* **WHAT IS REQUIRED**: Count the lines below that contain the string "bean", and reply with the number alone.
--------
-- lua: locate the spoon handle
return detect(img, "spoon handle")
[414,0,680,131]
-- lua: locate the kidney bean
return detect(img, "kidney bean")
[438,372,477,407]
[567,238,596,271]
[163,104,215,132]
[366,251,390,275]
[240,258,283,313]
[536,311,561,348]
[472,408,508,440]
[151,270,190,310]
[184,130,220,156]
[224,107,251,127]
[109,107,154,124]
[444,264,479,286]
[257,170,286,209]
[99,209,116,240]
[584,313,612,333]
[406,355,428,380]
--------
* **FULL OUTPUT**: 2